- _Saved data entries_:

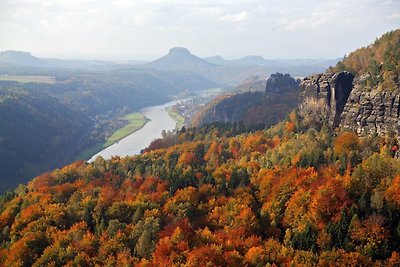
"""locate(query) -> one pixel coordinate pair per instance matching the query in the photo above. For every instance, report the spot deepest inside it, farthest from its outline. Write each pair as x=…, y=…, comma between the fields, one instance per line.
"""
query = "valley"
x=216, y=157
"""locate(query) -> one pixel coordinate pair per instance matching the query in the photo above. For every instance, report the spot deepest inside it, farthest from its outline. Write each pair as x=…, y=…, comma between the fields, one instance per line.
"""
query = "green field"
x=177, y=118
x=135, y=122
x=28, y=79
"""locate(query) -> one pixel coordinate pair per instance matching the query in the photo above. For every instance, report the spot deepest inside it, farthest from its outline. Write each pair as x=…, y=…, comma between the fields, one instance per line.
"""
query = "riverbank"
x=136, y=121
x=180, y=120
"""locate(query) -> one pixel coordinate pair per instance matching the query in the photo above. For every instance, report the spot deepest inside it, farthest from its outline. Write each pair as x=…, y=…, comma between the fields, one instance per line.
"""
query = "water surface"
x=133, y=143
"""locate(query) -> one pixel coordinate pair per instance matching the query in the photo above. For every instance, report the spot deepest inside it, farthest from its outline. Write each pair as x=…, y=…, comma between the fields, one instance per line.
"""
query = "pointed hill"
x=180, y=58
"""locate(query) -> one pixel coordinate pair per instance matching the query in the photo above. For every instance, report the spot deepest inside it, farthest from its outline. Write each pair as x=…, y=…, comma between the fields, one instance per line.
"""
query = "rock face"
x=348, y=104
x=326, y=95
x=369, y=112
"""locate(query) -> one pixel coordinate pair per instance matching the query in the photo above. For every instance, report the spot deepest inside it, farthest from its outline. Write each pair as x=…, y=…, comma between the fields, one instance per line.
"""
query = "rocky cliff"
x=374, y=111
x=325, y=95
x=346, y=103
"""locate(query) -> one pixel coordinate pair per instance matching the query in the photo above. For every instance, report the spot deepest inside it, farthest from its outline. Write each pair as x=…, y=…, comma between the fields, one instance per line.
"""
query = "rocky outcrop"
x=347, y=103
x=372, y=111
x=326, y=95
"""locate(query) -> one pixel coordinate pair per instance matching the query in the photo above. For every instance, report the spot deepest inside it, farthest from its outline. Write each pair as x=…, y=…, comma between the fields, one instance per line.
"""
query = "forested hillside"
x=256, y=102
x=45, y=125
x=288, y=195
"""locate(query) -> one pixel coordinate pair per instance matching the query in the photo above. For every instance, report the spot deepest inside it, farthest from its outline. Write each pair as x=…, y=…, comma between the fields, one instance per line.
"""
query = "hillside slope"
x=288, y=195
x=362, y=92
x=257, y=102
x=46, y=125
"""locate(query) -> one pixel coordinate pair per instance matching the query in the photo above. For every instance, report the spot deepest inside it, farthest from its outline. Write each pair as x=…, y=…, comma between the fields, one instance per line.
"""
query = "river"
x=132, y=144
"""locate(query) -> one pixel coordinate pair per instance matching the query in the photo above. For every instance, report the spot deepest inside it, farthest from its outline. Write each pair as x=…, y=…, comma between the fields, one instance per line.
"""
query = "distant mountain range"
x=215, y=69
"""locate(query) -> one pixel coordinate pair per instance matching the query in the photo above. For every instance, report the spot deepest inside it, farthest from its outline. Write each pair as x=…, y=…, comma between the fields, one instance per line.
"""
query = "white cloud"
x=226, y=26
x=241, y=16
x=315, y=20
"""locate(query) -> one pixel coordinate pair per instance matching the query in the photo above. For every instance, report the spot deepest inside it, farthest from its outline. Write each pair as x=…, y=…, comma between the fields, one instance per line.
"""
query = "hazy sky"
x=141, y=29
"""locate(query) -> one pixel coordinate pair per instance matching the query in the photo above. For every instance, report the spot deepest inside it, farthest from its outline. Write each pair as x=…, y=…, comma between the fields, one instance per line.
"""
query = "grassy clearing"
x=177, y=118
x=135, y=122
x=28, y=79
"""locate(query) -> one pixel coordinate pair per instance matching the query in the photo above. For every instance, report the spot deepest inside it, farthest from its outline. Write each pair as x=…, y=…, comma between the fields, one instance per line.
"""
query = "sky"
x=147, y=29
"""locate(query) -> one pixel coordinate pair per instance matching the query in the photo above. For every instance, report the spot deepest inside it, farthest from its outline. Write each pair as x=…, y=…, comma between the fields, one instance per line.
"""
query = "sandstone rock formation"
x=346, y=103
x=372, y=111
x=326, y=95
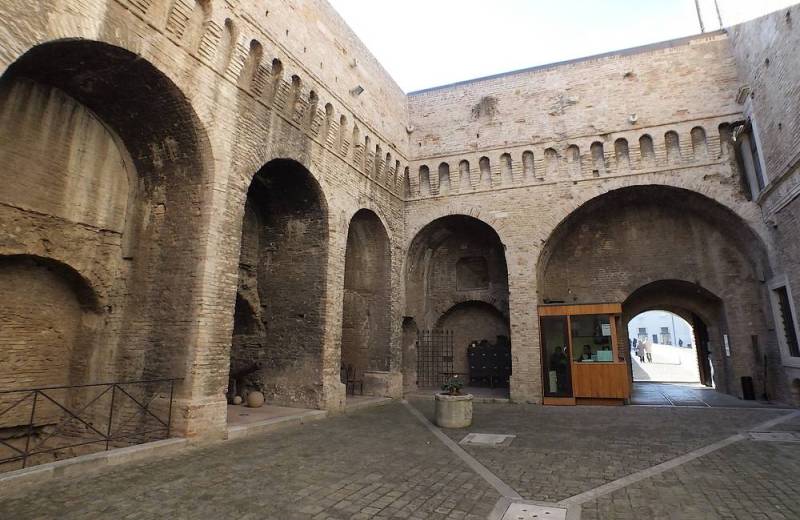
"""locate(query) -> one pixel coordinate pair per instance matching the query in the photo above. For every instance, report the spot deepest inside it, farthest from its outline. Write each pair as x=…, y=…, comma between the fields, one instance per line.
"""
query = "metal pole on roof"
x=719, y=15
x=699, y=16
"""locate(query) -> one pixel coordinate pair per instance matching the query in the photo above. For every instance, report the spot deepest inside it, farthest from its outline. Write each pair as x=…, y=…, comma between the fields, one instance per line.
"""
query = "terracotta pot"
x=255, y=400
x=453, y=411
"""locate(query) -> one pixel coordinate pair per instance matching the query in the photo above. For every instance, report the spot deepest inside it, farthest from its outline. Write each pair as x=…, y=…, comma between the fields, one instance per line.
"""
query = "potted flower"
x=453, y=409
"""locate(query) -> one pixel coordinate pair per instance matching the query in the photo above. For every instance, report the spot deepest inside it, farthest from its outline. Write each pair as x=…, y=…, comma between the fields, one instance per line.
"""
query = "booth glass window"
x=556, y=363
x=591, y=338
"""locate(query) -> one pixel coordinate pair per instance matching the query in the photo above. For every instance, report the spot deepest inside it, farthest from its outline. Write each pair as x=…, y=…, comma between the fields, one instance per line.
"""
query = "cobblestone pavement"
x=382, y=463
x=559, y=452
x=379, y=463
x=745, y=481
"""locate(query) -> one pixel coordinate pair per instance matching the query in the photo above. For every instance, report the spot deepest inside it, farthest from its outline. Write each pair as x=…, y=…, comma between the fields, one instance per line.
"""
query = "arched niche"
x=366, y=309
x=473, y=322
x=454, y=259
x=281, y=288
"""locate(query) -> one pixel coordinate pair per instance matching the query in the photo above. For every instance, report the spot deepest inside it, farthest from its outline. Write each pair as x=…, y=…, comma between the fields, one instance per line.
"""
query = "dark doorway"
x=703, y=352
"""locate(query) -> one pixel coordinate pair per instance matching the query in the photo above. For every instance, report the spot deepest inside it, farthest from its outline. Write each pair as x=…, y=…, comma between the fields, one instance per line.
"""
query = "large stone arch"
x=283, y=282
x=473, y=322
x=457, y=262
x=435, y=213
x=139, y=233
x=714, y=186
x=626, y=239
x=366, y=309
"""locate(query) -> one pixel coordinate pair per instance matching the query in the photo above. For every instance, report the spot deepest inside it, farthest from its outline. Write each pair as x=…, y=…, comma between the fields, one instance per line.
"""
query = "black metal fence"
x=434, y=357
x=39, y=425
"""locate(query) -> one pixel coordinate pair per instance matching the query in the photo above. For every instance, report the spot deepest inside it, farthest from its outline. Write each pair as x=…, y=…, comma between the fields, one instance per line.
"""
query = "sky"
x=426, y=43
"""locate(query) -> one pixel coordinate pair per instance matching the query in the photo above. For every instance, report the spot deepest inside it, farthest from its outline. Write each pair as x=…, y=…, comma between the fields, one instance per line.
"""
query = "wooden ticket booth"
x=581, y=359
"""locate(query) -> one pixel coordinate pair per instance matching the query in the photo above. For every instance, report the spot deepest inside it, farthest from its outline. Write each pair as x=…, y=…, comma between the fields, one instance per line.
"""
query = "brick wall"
x=766, y=55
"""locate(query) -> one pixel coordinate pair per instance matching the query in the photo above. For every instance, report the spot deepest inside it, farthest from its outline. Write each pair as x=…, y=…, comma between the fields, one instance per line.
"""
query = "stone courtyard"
x=383, y=462
x=205, y=203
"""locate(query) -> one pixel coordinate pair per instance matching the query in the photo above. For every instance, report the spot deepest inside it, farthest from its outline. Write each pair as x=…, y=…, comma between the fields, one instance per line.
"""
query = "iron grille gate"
x=434, y=357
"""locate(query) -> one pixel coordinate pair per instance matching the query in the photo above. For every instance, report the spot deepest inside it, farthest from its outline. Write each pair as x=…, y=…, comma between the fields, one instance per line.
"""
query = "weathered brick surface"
x=766, y=52
x=131, y=145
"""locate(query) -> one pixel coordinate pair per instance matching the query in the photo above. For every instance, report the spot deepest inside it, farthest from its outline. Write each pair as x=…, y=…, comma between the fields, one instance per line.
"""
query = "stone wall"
x=766, y=53
x=214, y=93
x=135, y=129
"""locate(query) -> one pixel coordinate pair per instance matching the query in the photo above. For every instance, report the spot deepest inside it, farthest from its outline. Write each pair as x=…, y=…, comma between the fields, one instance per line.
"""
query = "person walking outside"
x=640, y=351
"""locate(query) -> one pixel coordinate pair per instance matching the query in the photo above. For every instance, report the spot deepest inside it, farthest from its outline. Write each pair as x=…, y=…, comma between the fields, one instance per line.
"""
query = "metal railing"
x=49, y=422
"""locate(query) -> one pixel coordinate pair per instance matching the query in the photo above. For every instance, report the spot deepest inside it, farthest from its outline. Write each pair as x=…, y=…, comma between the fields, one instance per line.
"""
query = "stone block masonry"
x=196, y=187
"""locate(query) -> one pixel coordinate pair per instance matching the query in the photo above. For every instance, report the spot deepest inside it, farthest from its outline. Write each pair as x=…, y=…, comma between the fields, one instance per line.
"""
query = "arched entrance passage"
x=104, y=164
x=457, y=277
x=629, y=238
x=663, y=348
x=278, y=333
x=366, y=313
x=697, y=306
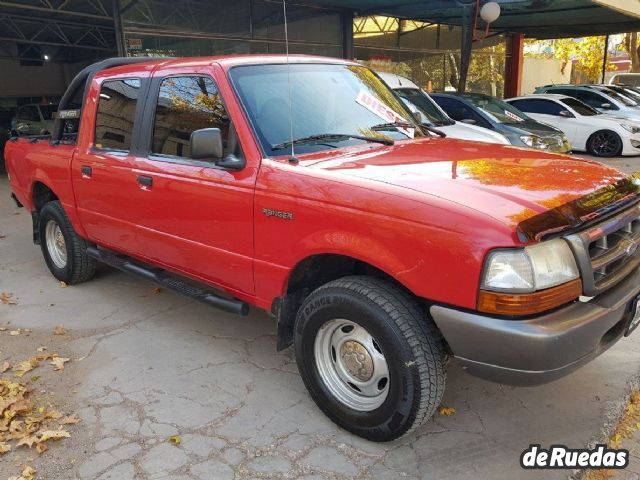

- _REQUIRED WORK_: Rewrite the items from their beginning through the line containing "x=180, y=120", both ends included, with every request kept as it is. Multiply each pixel coordinate in the answers by 2.2 and round it to a whole number, with halves rounded up, and leave the pictures out.

- _OUTPUT OF THE EXERCISE_:
"""locate(query) -> one pixel coordinate pair per instance matching the query in the photo above. For every instance, report the spot deepest inside it, farthest from its outline. Write each pair as x=…, y=…, comma between the fields, one instance per line.
"""
query = "valley"
x=475, y=345
"""locate(query) -> one pixel coordinate pair per instance matching the query in the photo above. For every instance, report the spot deepest inside it, farthest from its outline. Write each pair as x=…, y=…, comma between the fields, one instance per line.
"""
query = "green field"
x=389, y=260
x=297, y=268
x=62, y=174
"""locate(query) -> one pixel coordinate pair per instance matching the query in the photo above. For every instance, report the spot deepest inside it, farthest from its outline. Write each pair as x=…, y=…, comma between the fields, one instance per line.
"""
query = "riverbank"
x=299, y=266
x=396, y=264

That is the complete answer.